BEGIN Given records

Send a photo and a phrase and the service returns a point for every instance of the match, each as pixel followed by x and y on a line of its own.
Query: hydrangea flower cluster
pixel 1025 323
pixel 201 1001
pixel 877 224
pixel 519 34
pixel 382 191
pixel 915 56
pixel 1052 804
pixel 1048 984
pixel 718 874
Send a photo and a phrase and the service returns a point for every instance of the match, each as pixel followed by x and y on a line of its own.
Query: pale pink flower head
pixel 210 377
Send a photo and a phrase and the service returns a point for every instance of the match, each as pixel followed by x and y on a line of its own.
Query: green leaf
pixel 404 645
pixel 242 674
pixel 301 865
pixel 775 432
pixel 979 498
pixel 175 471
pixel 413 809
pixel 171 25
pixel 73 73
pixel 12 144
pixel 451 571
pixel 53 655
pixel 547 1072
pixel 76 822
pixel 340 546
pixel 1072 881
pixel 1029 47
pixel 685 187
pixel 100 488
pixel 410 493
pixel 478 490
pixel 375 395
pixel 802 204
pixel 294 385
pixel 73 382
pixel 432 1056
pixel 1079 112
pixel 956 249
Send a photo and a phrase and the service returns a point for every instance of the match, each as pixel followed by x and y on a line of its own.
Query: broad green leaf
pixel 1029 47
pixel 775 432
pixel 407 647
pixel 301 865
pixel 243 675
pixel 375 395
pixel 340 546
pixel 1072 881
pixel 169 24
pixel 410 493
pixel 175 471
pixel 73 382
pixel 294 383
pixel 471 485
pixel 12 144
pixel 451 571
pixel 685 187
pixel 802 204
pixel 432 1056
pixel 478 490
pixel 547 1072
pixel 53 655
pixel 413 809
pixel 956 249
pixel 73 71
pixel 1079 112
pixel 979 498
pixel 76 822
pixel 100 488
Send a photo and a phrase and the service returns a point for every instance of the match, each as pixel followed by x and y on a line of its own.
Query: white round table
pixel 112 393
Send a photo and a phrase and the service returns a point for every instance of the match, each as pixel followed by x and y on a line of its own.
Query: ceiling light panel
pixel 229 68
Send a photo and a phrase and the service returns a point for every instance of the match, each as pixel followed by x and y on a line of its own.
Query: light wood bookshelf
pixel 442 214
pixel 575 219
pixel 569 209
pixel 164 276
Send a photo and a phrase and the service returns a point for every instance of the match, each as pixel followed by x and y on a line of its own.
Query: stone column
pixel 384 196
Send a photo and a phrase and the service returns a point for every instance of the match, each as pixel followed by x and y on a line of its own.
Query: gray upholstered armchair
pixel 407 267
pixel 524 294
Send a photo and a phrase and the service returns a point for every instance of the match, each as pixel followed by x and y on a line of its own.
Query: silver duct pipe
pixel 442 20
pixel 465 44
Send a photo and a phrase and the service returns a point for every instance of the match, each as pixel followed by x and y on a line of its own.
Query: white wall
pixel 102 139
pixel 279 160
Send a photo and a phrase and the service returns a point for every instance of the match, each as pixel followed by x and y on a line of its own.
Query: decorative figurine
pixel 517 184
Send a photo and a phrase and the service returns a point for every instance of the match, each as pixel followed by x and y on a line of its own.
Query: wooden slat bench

END Given records

*Problem requirements:*
Could you set down exactly the lines above, from the one containing "Query: decorative figurine" through the last, including both and nothing else?

*Completed task:*
Query: decorative figurine
pixel 517 184
Send a photo and a phrase and the service returns a point for every instance of the match, each as pixel followed by x and y on a line of its own.
Query: wooden slat bench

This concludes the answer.